__Given instruction__.
Please transcribe the data below exactly. Leave the pictures out.

--------------------

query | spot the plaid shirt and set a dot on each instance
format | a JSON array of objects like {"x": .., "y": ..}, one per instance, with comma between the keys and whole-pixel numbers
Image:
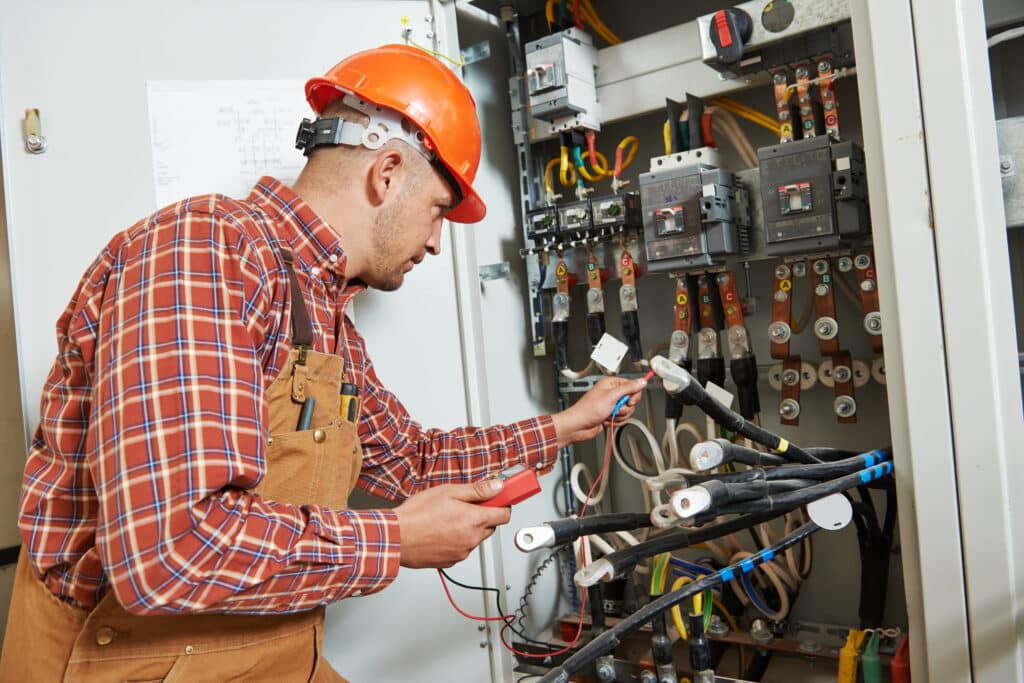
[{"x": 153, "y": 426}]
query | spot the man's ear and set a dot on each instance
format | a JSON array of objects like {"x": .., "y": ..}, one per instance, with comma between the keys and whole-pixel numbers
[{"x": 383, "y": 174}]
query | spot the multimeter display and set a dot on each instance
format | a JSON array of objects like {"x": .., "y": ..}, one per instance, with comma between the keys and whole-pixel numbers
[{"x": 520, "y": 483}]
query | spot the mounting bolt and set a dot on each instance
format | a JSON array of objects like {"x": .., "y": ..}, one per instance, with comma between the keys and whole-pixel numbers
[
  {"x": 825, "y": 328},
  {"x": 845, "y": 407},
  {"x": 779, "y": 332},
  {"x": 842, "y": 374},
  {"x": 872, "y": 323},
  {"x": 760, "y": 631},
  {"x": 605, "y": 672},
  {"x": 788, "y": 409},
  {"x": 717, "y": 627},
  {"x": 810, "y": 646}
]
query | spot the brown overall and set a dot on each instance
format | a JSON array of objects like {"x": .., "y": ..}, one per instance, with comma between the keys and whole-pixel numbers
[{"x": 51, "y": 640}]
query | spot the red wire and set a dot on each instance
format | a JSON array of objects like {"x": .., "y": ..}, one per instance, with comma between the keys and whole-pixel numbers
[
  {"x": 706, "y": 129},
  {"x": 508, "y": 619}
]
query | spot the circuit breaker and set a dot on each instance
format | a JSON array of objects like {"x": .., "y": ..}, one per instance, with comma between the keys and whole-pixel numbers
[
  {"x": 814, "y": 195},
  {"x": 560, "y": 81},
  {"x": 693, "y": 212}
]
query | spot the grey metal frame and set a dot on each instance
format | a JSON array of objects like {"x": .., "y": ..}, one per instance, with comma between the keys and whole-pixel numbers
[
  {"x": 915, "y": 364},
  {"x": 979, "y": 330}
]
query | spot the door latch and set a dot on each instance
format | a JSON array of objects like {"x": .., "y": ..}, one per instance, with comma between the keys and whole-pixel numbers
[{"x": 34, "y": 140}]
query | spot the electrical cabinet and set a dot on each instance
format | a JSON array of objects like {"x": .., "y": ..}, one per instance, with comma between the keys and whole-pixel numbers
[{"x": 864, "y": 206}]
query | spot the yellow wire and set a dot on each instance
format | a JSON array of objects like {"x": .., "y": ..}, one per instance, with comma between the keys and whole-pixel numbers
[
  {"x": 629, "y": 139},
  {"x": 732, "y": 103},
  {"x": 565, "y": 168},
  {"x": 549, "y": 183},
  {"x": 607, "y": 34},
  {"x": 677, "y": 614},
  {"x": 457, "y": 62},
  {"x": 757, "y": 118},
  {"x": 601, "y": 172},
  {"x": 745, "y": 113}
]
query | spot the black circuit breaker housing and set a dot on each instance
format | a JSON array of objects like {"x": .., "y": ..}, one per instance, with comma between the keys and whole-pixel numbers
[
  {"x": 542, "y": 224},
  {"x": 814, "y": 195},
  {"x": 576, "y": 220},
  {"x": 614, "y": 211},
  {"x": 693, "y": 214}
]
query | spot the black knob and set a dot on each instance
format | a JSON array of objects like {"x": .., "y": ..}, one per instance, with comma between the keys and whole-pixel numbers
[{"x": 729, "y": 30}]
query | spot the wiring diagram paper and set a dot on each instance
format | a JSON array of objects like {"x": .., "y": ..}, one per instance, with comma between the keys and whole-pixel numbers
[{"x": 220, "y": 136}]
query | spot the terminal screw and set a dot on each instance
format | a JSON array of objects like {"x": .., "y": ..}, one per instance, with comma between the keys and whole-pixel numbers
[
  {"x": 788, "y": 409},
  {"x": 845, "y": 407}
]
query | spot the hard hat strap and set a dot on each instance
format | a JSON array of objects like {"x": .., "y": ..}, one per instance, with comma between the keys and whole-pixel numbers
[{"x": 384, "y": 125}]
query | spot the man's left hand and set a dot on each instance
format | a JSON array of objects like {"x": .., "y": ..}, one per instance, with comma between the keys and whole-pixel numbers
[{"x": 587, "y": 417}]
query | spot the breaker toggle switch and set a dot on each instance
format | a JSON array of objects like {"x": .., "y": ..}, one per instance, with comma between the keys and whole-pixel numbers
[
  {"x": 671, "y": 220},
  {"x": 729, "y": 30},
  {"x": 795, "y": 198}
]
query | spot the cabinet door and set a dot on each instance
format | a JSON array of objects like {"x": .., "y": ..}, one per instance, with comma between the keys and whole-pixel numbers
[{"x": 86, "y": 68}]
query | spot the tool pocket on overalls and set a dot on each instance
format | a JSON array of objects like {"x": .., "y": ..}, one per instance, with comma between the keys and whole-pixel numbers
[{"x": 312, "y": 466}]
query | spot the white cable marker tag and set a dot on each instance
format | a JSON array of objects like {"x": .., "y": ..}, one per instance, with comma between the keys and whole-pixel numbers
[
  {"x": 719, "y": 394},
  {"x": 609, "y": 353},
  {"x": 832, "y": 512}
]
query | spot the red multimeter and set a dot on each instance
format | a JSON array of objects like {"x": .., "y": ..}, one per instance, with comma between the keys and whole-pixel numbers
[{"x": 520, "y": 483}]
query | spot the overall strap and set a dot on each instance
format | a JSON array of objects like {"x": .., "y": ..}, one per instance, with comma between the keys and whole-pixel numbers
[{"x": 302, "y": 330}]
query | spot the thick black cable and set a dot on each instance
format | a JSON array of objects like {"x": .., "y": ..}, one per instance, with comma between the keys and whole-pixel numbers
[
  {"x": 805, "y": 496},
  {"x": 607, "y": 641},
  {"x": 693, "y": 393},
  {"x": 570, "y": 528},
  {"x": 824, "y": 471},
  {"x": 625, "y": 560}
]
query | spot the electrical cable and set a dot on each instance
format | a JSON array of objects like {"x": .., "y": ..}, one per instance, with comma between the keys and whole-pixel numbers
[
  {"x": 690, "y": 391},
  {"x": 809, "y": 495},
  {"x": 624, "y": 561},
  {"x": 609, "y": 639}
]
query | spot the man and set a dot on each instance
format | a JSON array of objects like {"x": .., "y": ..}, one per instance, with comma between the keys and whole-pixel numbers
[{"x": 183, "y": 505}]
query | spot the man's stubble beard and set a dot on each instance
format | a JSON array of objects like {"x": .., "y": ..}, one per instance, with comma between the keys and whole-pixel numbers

--------------------

__Worked answer__.
query | spot the plaid shirt and set a dot on each instance
format | a JSON array of objects like {"x": .., "y": ..}, one per instance, with comma between the keys and whole-pixel numbers
Image:
[{"x": 153, "y": 426}]
query | spot the man's ear and set a dot on each instance
format | a JSON array of objects like {"x": .., "y": ..}, one per instance, with comma between the keys and whole-pixel numbers
[{"x": 383, "y": 174}]
query | spot the multimeter display and set a dot on each instance
format | a JSON array of objects like {"x": .., "y": ..}, one per instance, with comma between the keys and whole-pixel numbers
[{"x": 520, "y": 483}]
query | spot the mounting bolt and set a dot on each instance
format | a JSON array of objects like {"x": .., "y": ..}, one per instance, with comma between the keys and whole-pixel numbers
[
  {"x": 825, "y": 328},
  {"x": 845, "y": 407},
  {"x": 779, "y": 332},
  {"x": 842, "y": 374},
  {"x": 872, "y": 323},
  {"x": 760, "y": 631},
  {"x": 605, "y": 672},
  {"x": 788, "y": 409},
  {"x": 717, "y": 627},
  {"x": 810, "y": 646}
]
query | spot the brown overall and set a dot on each instance
format | a JSON array of objects like {"x": .., "y": ..}, one per instance, with comma between the keys and whole-pixel numbers
[{"x": 51, "y": 640}]
query | spot the red wire and set a dot on each instance
format | a JSON array of objects like {"x": .., "y": ..}, one per instance, with comma between the keys and whole-pixel numbers
[
  {"x": 706, "y": 129},
  {"x": 508, "y": 619}
]
query | spot the circuit breaker and set a dot on each instance
format | a JSON array of objects like {"x": .., "y": ..}, one per instance, with comma between the keys and whole-pixel numbers
[
  {"x": 814, "y": 195},
  {"x": 560, "y": 81},
  {"x": 693, "y": 212}
]
query | spot the grey metal frame and set a dot on each instance
format | a JSON array of objects like {"x": .., "y": ..}, one per instance, with comma between the keys and whole-pixel numbers
[
  {"x": 915, "y": 364},
  {"x": 979, "y": 330}
]
query | spot the door latch and set a dot on each instance
format | a JSON array of objects like {"x": .., "y": ..}, one per instance, with comma between the keys and whole-pixel numbers
[{"x": 34, "y": 140}]
query | spot the electrical cabinet and set a dot on each instance
format | a JSON array of objects like {"x": .., "y": ..}, one per instance, with comma between the keys and whole-pixel numbers
[{"x": 864, "y": 206}]
query | spot the yellow wire and set a dot on each instance
format | a JSON array of objects like {"x": .., "y": ..}, one per instance, with comma between the keys and whole-pixel numbers
[
  {"x": 629, "y": 139},
  {"x": 732, "y": 103},
  {"x": 565, "y": 168},
  {"x": 549, "y": 183},
  {"x": 607, "y": 34},
  {"x": 677, "y": 614},
  {"x": 457, "y": 62},
  {"x": 757, "y": 118},
  {"x": 601, "y": 172},
  {"x": 745, "y": 113}
]
query | spot the black circuit breaker housing and set a dot on each instance
format | a JSON array of objects like {"x": .., "y": ..}, one per instance, with comma between the keys and whole-pixel numbers
[
  {"x": 542, "y": 224},
  {"x": 814, "y": 195},
  {"x": 576, "y": 220},
  {"x": 614, "y": 211},
  {"x": 693, "y": 214}
]
query | spot the black knob and set a dot on each instance
format | a JSON array of objects like {"x": .., "y": ..}, one per instance, with comma between the keys and whole-pixel numbers
[{"x": 729, "y": 30}]
query | spot the wiring diagram paper and set a dot on each instance
format | a JSON array of objects like {"x": .., "y": ..}, one per instance, with comma between the keys and whole-pixel numbers
[{"x": 220, "y": 136}]
query | spot the terminal screw and set a dot on each instance
format | a JSON array of objects like {"x": .., "y": ..}, one per instance, with comma between the keys and whole-pixel numbers
[
  {"x": 788, "y": 409},
  {"x": 845, "y": 407}
]
query | spot the hard hat strap and set a dot on each instance
format | a JSON array of objects like {"x": .., "y": ..}, one per instance, with comma between the keys and whole-pixel numbers
[{"x": 384, "y": 125}]
query | spot the man's left hand and set a dot on each instance
format | a JSON array of objects like {"x": .., "y": ..}, one per instance, with comma between the keys and whole-pixel numbers
[{"x": 587, "y": 417}]
query | spot the breaker toggle switch and set a dot on each instance
format | a JSON array of objects like {"x": .., "y": ..}, one per instance, with comma between the keys and whole-pixel numbers
[
  {"x": 671, "y": 220},
  {"x": 729, "y": 30},
  {"x": 795, "y": 198}
]
query | spot the cabinet door and set a dot on each instance
format | a JSON array of objects like {"x": .., "y": ..}, one per instance, with comma between the keys and whole-pixel numbers
[{"x": 86, "y": 68}]
query | spot the tool pocket on overalls and set a dot on each instance
format | a JSON array of objects like {"x": .., "y": ..}, one per instance, with comma between the keys and whole-pixel numbers
[{"x": 312, "y": 466}]
query | spot the white cable marker tag and set a dot on each instance
format | a JSON array of objects like {"x": .., "y": ..}, one per instance, with comma between the keys and whole-pixel numbers
[
  {"x": 719, "y": 394},
  {"x": 609, "y": 353},
  {"x": 832, "y": 512}
]
query | spot the red multimeter and set a dot on each instance
format | a JSON array of objects like {"x": .., "y": ..}, one per instance, with comma between the keys and whole-pixel numbers
[{"x": 520, "y": 483}]
query | spot the overall strap and set a dot on each instance
format | a JSON array of objects like {"x": .., "y": ..}, one per instance, with comma between the keys and whole-pixel numbers
[{"x": 302, "y": 330}]
query | spot the thick black cable and set a dot on each instance
format | a JSON array of objects like {"x": .., "y": ..}, one per instance, with comma between the keys and whole-pixel numbers
[
  {"x": 805, "y": 496},
  {"x": 607, "y": 641},
  {"x": 693, "y": 393},
  {"x": 570, "y": 528},
  {"x": 824, "y": 471},
  {"x": 625, "y": 560}
]
query | spot the electrical cable and set a dot on each instance
format | a JSON array of objects like {"x": .., "y": ..}, one per instance, with comma between the keys and whole-pixel numbers
[
  {"x": 690, "y": 391},
  {"x": 809, "y": 495},
  {"x": 624, "y": 561},
  {"x": 609, "y": 639}
]
query | spot the man and set a dot on each instance
format | a JSON array of objects like {"x": .., "y": ..}, one per instance, with comma between the keys and whole-pixel numbers
[{"x": 183, "y": 505}]
query | spot the man's stubble beard and set a dot on each instance
format | a JSON array of objects like {"x": .., "y": ..}, one per instance, with comma between the keys and whole-pixel numbers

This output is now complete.